What you should do: Copy exactly the lines of the records below, and only those lines, beginning with the line that contains "Mark one point on every instance of the white" and ending with the line that contains "Mark one point on every instance of the blue".

Task inputs:
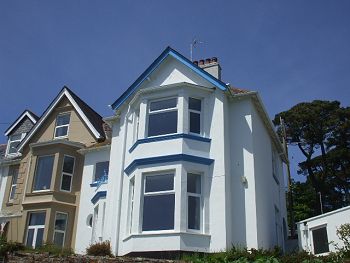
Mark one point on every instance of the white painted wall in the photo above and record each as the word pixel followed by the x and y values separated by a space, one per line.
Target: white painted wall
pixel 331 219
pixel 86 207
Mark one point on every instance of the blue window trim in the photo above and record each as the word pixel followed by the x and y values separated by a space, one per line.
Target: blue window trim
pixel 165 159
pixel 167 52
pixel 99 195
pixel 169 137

---

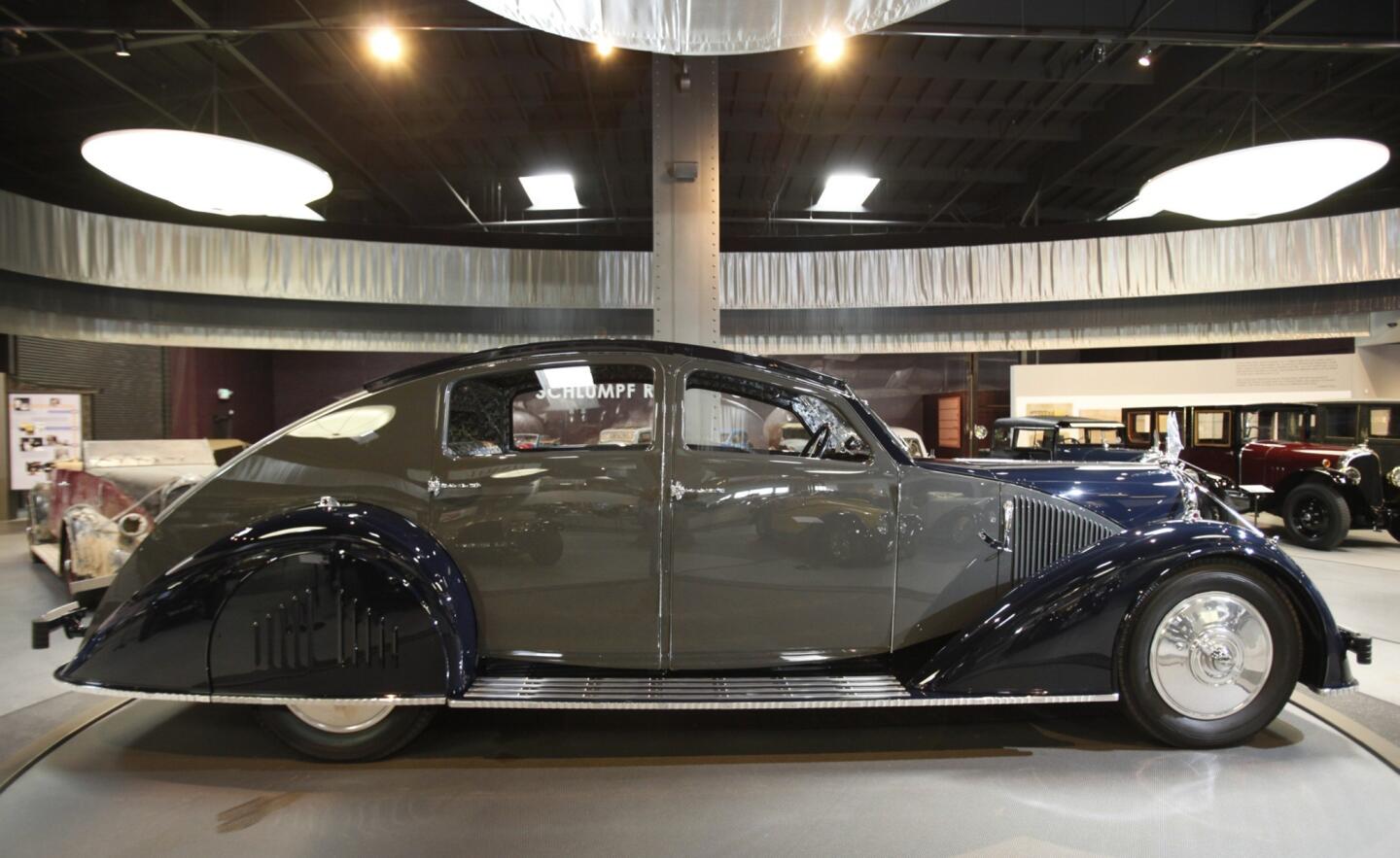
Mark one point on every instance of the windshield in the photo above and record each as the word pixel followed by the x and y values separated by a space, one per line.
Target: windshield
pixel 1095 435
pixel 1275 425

Completed task:
Mark one point on every instance of the white painted wall in the photo above and record each as the word pixel followed by the x and y values separated by a space, one per line.
Target: white painted wall
pixel 331 219
pixel 86 207
Mark one point on every instance of the blue window trim in the photo above and record each as the word pixel followed by the x and y values separated by a space, one per line.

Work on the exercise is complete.